▶ _The exercise_
Your task is to repeat all of the material exactly.

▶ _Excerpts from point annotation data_
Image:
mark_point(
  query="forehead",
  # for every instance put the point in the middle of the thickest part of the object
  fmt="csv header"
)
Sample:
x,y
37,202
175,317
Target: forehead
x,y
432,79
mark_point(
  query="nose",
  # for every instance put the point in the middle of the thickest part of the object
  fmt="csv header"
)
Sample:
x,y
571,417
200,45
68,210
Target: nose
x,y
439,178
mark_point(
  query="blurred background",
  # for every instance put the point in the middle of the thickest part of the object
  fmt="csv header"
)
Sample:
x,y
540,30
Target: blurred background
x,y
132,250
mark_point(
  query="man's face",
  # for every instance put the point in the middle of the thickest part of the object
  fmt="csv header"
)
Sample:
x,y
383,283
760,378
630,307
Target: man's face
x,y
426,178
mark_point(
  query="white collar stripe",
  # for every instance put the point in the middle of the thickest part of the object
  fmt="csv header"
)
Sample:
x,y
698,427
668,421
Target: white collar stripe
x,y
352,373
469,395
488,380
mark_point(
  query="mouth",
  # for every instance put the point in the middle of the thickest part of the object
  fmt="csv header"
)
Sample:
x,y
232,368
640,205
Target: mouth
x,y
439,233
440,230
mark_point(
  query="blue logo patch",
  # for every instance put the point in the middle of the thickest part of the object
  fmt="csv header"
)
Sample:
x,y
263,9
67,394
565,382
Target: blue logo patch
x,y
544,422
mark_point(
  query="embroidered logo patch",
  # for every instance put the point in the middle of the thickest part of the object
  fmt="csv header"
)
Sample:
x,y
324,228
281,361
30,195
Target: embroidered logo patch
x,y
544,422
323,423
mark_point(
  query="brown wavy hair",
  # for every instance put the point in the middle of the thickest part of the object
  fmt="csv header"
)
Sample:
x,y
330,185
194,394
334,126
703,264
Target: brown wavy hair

▶ _Solution_
Image:
mark_point(
  query="forehead",
  # for every instance put the point in the middle of the thickest part of the object
  fmt="csv header"
)
Sample:
x,y
37,202
175,317
Target: forehead
x,y
432,79
mark_point(
  query="nose",
  # for every instance put the point in the middle of the thickest part of the object
  fmt="csv header"
)
Sample:
x,y
571,417
200,45
68,210
Target: nose
x,y
439,178
mark_point(
  query="blurred background",
  # for every instance put the point in the middle of the thickest part of the object
  fmt="csv header"
)
Sample:
x,y
540,30
Target: blurred background
x,y
132,250
mark_point(
  query="man's face",
  # for every instance put the point in the middle of the thickest part of the object
  fmt="csv header"
)
Sample:
x,y
383,283
760,378
630,307
Target: man's face
x,y
426,178
mark_point(
  query="white collar stripe",
  # for every instance put the point in the middle of the thickest part of the object
  fmt="csv header"
)
Sample:
x,y
698,427
668,421
Target: white collar stripe
x,y
352,373
469,395
488,380
mark_point(
  query="mouth",
  # for every instance put the point in the middle of the thickest part of the object
  fmt="csv header"
)
Sample:
x,y
232,368
640,205
Target: mouth
x,y
439,233
440,230
mark_point(
  query="blue logo patch",
  # for every instance put the point in the middle of the thickest part of the object
  fmt="csv header"
)
Sample:
x,y
263,9
67,394
565,382
Target: blue logo patch
x,y
544,422
mark_point(
  query="embroidered logo patch",
  # for every instance put the point in the middle of the thickest part of the object
  fmt="csv header"
)
Sample:
x,y
324,228
281,361
30,195
Target: embroidered logo patch
x,y
544,422
323,423
mark_point(
  query="brown wavy hair",
  # for every instance put the point in the middle of the thickest part of the object
  fmt="csv header"
)
Sample:
x,y
330,185
194,394
334,126
703,264
Target: brown wavy hair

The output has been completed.